** Opening PROVIDED INFORMATION block **

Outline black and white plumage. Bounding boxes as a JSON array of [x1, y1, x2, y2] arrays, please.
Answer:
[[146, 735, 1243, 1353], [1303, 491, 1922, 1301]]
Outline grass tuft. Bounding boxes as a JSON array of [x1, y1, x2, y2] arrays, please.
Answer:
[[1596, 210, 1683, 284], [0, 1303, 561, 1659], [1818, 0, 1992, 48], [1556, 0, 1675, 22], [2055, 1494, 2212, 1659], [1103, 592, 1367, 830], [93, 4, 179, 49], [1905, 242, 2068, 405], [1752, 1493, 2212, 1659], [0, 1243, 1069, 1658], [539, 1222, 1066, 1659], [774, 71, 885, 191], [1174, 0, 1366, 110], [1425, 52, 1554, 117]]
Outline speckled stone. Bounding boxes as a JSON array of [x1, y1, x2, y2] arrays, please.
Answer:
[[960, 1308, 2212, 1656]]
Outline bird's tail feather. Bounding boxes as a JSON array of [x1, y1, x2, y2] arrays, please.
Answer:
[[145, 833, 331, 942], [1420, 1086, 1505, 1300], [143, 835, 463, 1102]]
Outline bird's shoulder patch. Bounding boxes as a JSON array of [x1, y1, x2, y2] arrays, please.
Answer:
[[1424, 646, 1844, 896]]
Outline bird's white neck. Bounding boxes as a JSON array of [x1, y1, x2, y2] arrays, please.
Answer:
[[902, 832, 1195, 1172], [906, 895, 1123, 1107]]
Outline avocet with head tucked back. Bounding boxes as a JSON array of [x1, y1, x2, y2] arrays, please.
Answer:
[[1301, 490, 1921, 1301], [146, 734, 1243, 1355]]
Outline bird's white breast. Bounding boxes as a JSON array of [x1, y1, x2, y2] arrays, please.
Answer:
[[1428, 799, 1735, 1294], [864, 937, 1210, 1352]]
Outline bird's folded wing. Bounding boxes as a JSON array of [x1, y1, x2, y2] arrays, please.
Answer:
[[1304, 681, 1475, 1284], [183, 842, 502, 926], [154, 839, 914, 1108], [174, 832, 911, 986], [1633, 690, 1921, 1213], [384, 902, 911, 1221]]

** Closing PROVIDED INFORMATION block **
** Opening PROVIDED INFORMATION block **

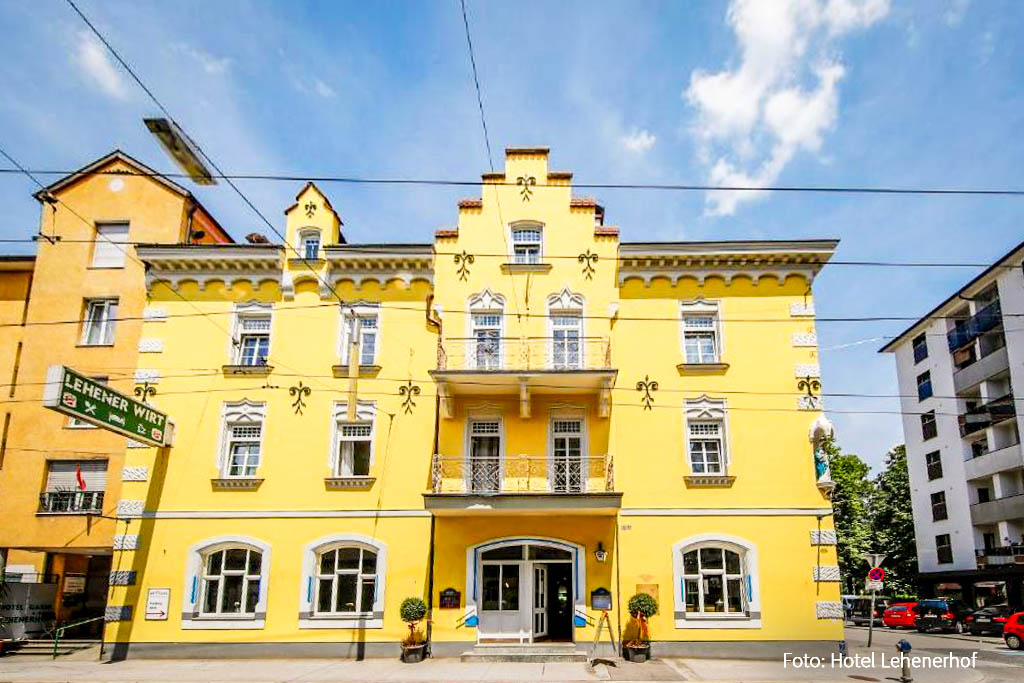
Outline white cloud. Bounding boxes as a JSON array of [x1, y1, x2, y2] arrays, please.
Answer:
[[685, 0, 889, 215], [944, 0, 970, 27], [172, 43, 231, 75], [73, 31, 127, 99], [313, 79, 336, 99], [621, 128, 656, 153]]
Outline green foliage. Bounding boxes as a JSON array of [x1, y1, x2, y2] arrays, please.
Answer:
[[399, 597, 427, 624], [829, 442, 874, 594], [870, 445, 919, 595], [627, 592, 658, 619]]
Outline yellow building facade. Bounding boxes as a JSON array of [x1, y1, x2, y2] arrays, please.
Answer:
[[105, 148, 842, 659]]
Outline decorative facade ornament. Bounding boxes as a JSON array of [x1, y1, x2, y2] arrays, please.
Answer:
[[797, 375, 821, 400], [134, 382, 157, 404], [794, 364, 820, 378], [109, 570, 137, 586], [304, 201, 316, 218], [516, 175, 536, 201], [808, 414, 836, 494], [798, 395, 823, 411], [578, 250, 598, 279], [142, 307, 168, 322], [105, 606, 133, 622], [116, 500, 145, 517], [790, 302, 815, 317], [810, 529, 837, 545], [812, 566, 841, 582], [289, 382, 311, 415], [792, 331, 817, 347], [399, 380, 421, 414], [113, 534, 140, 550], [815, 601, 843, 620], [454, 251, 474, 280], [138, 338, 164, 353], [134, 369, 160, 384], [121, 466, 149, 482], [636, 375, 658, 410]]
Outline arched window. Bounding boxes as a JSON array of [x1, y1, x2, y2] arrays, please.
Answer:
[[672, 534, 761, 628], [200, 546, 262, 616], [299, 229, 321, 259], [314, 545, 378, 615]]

** Closing PROVIDED INFORMATION block **

**TASK STATEMENT:**
Each line of the entries that contains the word "facade" should be listed.

**WRITTEN RESPONSE:**
Outline yellow building facade. Bounding boxes as a JSON array of [x1, y1, x2, y2] arrays, please.
Outline decorative facade ornament. Bounding boxes as a JSON array of [x1, y1, x2, y2] arrays, please.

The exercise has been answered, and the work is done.